Start of Text shown

How do you define medical neglect or abuse of a child?
Alayna and Rebecca Wyland
Clackamas County Sheriff's Office
Two very different medical cases, with a common thread, caught my eye this week.
Here in Arizona, a boy born Joseph Romero, age nine, was diagnosed with "gender identity disorder" at age 5. At age 6, Joseph became Josie. Josie wears skirts and necklaces and plays with dolls. "I haven't had my surgery yet," says Josie.
According to webmd.com, "Counseling usually is recommended to treat children with gender identity disorder. Counseling focuses on treating the associated problems of depression and anxiety and on improving self-esteem. Therapy also aims at helping the individual function as well as possible within his or her biological gender." Josie's comment about surgery makes one wonder if the counseling is working, assuming it's being done at all.
According to athealth.com, "Psychological therapy can alter the course of gender identity disorder. Early intervention can lead to less transsexual behavior later in life. The initial focus of the treatment is to help the individual function in his/her biologic sex role as well as possible." On the other hand, according to webmd.com, "gender reassignment surgery (sometimes referred to as a "sex change" operation)... is major and irreversible. Candidates for surgery must undergo an extensive evaluation and transition period."
We live in an imperfect world. We see people all the time who, due to imperfection, have been born with deformed arms faces, legs. It stands to reason that a similar number of people have been born with deformed genitalia. However, that is not the case here. The medical term "gender identity disorder" is specific: Doctors use the term "disorder of sex development" when something physical went wrong during prenatal development. "Joseph" was not misidentified as a boy at birth due to a deformity of the genitals. Rather, something in his upbringing, or possibly his brain chemistry, moved him to start thinking of himself as a girl.
As The World Book Encyclopedia stated: "People are born male or female, but they learn to be masculine or feminine."
Why would a parent encourage their son to behave as a girl, rather than teaching him masculinity? Why would they encourage him to entertain thoughts of having a sex change operation? Is it possible they wanted a girl? Is it possible they want some media attention? Is it possible they are so confused by all the weirdos screaming for their rights in this politically correct world that they are afraid of offending someone by implying there is something wrong with their child's thinking?
The other story that caught my eye was from Oregon.
The seven-month-old daughter of Timothy and Rebecca Wyland of Beavercreek was made a ward of the state after charges were brought against the Wylands of first degree criminal mistreatment of a child. Their daughter has developed a hemangioma that is interfering with the normal development of her left eye, but they have refused to take her for medical treatment due to their adherence to a faith-healing church and believing that God will fix the problem miraculously if they just pray hard enough.

End of Text shown
Start of Information given

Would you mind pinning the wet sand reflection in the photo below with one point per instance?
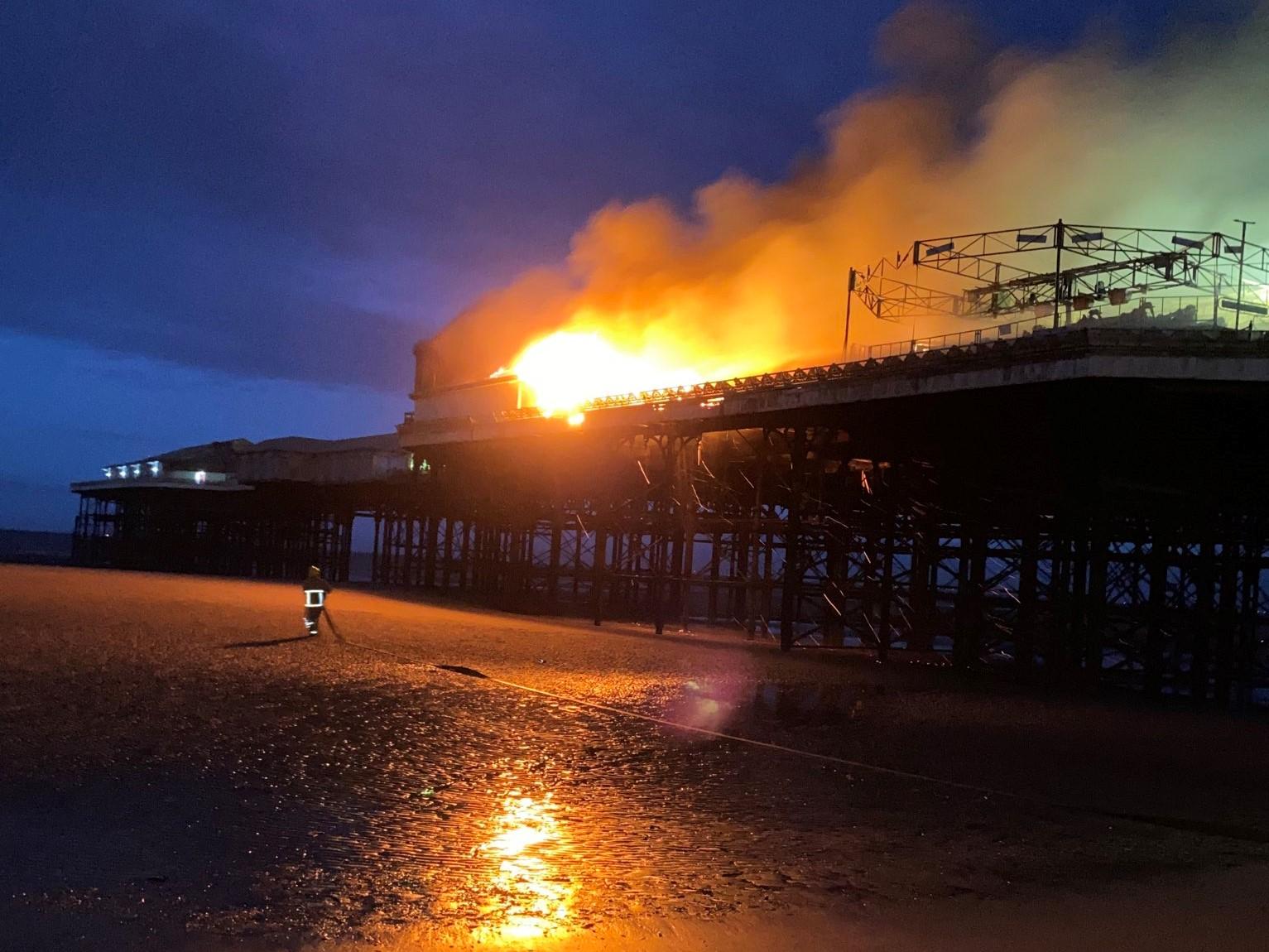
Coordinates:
(530, 892)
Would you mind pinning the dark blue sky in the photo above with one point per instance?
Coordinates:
(233, 220)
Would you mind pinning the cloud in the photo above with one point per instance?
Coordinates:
(752, 274)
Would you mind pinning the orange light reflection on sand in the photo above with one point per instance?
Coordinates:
(528, 895)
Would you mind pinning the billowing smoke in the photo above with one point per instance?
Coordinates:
(966, 138)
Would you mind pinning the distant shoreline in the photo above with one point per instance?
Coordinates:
(35, 547)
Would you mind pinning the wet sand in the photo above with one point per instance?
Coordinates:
(179, 769)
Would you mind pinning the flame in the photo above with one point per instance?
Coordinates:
(565, 369)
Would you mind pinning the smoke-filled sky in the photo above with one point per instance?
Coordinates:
(233, 220)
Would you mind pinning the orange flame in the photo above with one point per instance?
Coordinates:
(566, 368)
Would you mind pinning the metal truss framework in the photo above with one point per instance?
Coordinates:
(1083, 533)
(1050, 271)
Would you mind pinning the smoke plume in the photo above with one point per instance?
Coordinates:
(967, 137)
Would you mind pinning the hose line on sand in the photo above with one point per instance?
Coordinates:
(1204, 826)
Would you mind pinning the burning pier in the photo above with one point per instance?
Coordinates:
(1073, 490)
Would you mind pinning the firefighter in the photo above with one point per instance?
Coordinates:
(316, 589)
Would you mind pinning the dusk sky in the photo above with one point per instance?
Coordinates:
(233, 220)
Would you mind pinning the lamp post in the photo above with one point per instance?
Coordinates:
(1243, 255)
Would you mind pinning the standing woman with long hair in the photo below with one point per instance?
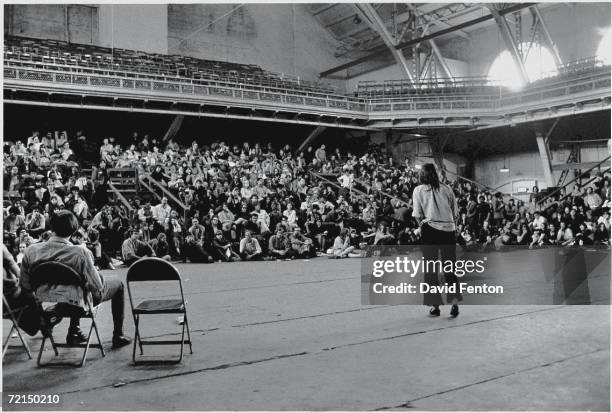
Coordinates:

End of Information given

■ **Task requirements**
• a. In the piece on medical neglect of children, repeat the passage starting at "How do you define" and ending at "eye this week.".
• b. Shorten the paragraph of the piece on medical neglect of children that begins "The seven-month-old daughter of Timothy and Rebecca Wyland", keeping its main facts.
The listing has nothing to do with this.

■ **Solutions**
• a.
How do you define medical neglect or abuse of a child?
Alayna and Rebecca Wyland
Clackamas County Sheriff's Office
Two very different medical cases, with a common thread, caught my eye this week.

• b. Timothy and Rebecca Wyland of Beavercreek were charged with first degree criminal mistreatment of a child, and their seven-month-old daughter was made a ward of the state. She has a hemangioma that is interfering with the normal development of her left eye. Her parents refused to take her for medical treatment because they follow a faith-healing church and believe God will fix the problem miraculously if they pray hard enough.